■ STORED RECORDS ■
———

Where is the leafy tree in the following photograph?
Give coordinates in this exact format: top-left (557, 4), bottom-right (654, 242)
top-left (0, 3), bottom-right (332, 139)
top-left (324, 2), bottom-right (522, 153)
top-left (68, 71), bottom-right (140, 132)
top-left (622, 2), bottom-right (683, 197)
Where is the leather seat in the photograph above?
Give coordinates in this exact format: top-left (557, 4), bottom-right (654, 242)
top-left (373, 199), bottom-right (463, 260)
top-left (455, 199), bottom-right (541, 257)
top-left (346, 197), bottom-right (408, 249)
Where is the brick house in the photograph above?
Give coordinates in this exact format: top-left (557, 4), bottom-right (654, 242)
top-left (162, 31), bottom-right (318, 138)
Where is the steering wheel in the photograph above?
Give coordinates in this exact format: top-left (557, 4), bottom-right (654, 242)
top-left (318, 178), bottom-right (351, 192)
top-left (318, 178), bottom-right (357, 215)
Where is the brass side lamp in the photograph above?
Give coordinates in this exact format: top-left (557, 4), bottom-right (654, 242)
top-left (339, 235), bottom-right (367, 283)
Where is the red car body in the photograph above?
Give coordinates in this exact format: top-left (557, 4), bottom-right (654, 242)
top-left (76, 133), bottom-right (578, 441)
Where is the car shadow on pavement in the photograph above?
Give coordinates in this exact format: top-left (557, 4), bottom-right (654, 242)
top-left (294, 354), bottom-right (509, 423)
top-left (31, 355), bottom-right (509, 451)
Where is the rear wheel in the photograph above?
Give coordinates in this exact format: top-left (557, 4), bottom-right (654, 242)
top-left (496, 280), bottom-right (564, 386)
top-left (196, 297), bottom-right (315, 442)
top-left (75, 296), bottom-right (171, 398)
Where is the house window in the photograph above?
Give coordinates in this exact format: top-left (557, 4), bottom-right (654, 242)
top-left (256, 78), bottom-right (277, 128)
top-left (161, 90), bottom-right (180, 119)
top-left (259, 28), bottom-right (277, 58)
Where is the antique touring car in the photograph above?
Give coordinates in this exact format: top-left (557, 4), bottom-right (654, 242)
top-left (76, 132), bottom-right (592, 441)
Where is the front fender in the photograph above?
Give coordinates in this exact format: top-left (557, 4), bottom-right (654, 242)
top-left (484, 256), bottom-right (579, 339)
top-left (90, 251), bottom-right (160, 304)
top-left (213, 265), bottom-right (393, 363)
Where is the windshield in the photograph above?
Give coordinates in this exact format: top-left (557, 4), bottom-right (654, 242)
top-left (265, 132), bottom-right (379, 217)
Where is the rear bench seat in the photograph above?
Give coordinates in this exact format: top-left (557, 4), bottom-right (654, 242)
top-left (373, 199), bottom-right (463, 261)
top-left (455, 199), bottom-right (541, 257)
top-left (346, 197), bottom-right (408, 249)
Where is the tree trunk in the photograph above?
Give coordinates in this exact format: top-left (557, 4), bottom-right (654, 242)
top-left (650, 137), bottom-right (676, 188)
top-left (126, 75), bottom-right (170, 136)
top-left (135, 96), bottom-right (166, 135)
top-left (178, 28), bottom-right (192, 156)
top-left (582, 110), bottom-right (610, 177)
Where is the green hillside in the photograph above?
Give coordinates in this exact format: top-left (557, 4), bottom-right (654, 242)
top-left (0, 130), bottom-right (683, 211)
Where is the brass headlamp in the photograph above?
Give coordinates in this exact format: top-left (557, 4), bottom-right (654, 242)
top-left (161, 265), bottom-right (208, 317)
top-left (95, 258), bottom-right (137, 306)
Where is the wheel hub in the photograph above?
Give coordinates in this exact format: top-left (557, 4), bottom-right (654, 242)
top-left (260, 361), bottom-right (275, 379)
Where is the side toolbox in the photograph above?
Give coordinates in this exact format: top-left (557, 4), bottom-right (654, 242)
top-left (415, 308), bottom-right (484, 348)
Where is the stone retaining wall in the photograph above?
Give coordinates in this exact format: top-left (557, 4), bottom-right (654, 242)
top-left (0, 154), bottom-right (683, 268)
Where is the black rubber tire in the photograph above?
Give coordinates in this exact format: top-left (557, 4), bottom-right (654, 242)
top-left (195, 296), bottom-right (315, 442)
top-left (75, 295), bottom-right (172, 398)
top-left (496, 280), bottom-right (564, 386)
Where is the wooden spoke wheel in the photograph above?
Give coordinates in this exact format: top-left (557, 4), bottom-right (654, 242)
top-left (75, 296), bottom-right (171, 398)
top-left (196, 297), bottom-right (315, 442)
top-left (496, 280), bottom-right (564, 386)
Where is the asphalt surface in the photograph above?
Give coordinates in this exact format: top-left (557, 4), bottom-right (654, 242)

———

■ PROBLEM TO WORK ON ■
Reproduce all of the rows above, substituting "pixel coordinates" for each occurrence of "coordinates" and leaving everything else unchanged.

■ THE ANSWER ■
Where is the leafy tree in the following photograph?
Give pixel coordinates in this exact format: top-left (557, 4), bottom-right (654, 242)
top-left (0, 3), bottom-right (332, 139)
top-left (324, 2), bottom-right (522, 153)
top-left (68, 71), bottom-right (140, 132)
top-left (622, 2), bottom-right (683, 197)
Where is the leather seat in the photograph above?
Give pixel coordinates in this exact format: top-left (557, 4), bottom-right (654, 242)
top-left (373, 199), bottom-right (463, 260)
top-left (455, 199), bottom-right (541, 257)
top-left (346, 197), bottom-right (408, 249)
Where is the brick house in the photograph above?
Give pixel coordinates in this exact format: top-left (557, 4), bottom-right (654, 242)
top-left (162, 31), bottom-right (318, 138)
Where is the steering wheel in the photograph above?
Give pixel coordinates in this exact format: top-left (557, 4), bottom-right (654, 242)
top-left (318, 178), bottom-right (351, 192)
top-left (318, 178), bottom-right (357, 215)
Where is the brass side lamp in the photograph above?
Give pixel coordinates in this exact format: top-left (557, 4), bottom-right (654, 242)
top-left (339, 235), bottom-right (367, 283)
Where is the red car body in the photograph above?
Give pixel coordinates in this exact format: top-left (557, 4), bottom-right (654, 242)
top-left (76, 133), bottom-right (578, 441)
Where is the car shadow on pavement in the photograph above?
Give pixel coordinates in this exact format: top-left (557, 4), bottom-right (654, 242)
top-left (294, 354), bottom-right (509, 423)
top-left (31, 355), bottom-right (509, 451)
Where is the rear wheel in the photograph above?
Give pixel coordinates in this exact format: top-left (557, 4), bottom-right (654, 242)
top-left (496, 280), bottom-right (564, 386)
top-left (196, 297), bottom-right (315, 442)
top-left (75, 296), bottom-right (171, 398)
Where is the house window in the photograph above?
Give pixel coordinates in this exact format: top-left (557, 4), bottom-right (654, 242)
top-left (256, 78), bottom-right (277, 128)
top-left (161, 90), bottom-right (180, 119)
top-left (259, 28), bottom-right (277, 58)
Where is the antique touring car in the photograph above?
Give pixel coordinates in this exact format: top-left (557, 4), bottom-right (654, 242)
top-left (76, 132), bottom-right (592, 441)
Where is the front fender in the photograph above?
Give pixel coordinates in this exact format: top-left (557, 4), bottom-right (654, 242)
top-left (484, 256), bottom-right (579, 339)
top-left (90, 251), bottom-right (160, 304)
top-left (213, 265), bottom-right (393, 363)
Where is the windshield in the photograph above?
Give pixel coordinates in this exact format: top-left (557, 4), bottom-right (654, 242)
top-left (265, 132), bottom-right (379, 217)
Where is the rear bench seat in the photograph above?
Give pixel coordinates in this exact format: top-left (557, 4), bottom-right (654, 242)
top-left (373, 199), bottom-right (463, 261)
top-left (455, 199), bottom-right (541, 257)
top-left (346, 197), bottom-right (408, 249)
Where is the tree trunk in the photograph above?
Give pixel coordinates in this exact format: top-left (557, 4), bottom-right (654, 242)
top-left (650, 137), bottom-right (676, 188)
top-left (126, 75), bottom-right (170, 136)
top-left (135, 96), bottom-right (166, 135)
top-left (178, 28), bottom-right (192, 156)
top-left (582, 110), bottom-right (610, 177)
Where is the green hillside in the photograph above?
Give pixel coordinates in this exact format: top-left (557, 4), bottom-right (654, 242)
top-left (0, 130), bottom-right (683, 211)
Where is the brass headlamp in the photograph above?
Give pixel coordinates in this exact format: top-left (557, 4), bottom-right (654, 242)
top-left (161, 265), bottom-right (208, 317)
top-left (95, 258), bottom-right (137, 306)
Where is the wheel hub in the photograph above?
Give pixel coordinates in this exact format: top-left (557, 4), bottom-right (654, 242)
top-left (260, 361), bottom-right (275, 379)
Where is the side toolbox in the photograph above?
Give pixel coordinates in this exact format: top-left (557, 4), bottom-right (654, 242)
top-left (415, 308), bottom-right (484, 348)
Where is the stone retaining wall in the photograph above?
Give pixel coordinates in this exact format: top-left (557, 4), bottom-right (654, 242)
top-left (0, 154), bottom-right (683, 268)
Where is the black rubber tire in the photograph above?
Give pixel coordinates in this exact format: top-left (557, 4), bottom-right (654, 242)
top-left (195, 296), bottom-right (315, 442)
top-left (75, 295), bottom-right (172, 398)
top-left (496, 280), bottom-right (564, 386)
Where is the wooden spoke wheel in the photograph above?
Give pixel coordinates in this exact format: top-left (557, 4), bottom-right (654, 242)
top-left (75, 296), bottom-right (171, 398)
top-left (196, 297), bottom-right (315, 442)
top-left (496, 280), bottom-right (564, 386)
Where is the asphalt surface in the photograph above?
Give pixel coordinates in this exact format: top-left (557, 4), bottom-right (654, 242)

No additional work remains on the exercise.